> _YOUR OBJECTIVE_: Render the entries from the beginning up to and including the line that contains "[[206, 138]]" as a JSON list of strings, one string per line, with blank lines omitted. Exclude the pictures from your answer.

Entries from a dataset
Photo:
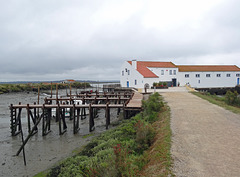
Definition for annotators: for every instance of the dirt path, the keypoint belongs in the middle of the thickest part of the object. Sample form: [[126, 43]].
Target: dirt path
[[206, 138]]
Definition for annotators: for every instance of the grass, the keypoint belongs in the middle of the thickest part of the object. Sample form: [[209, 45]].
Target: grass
[[220, 101], [159, 155], [128, 150]]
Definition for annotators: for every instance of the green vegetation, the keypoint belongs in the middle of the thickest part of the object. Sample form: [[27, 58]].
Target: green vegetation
[[159, 155], [122, 151], [7, 88], [230, 101]]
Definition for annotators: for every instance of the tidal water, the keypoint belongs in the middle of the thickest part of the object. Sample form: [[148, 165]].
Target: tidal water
[[41, 152]]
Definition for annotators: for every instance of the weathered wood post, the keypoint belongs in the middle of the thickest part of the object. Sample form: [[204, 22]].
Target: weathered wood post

> _THE OUTPUT_:
[
  "Photo:",
  "Definition for annotators: for every instance of the dirt path, the keypoint belongs in the middle of the thickest part of the object. Sample form: [[126, 43]].",
  "Target: dirt path",
  "[[206, 138]]"
]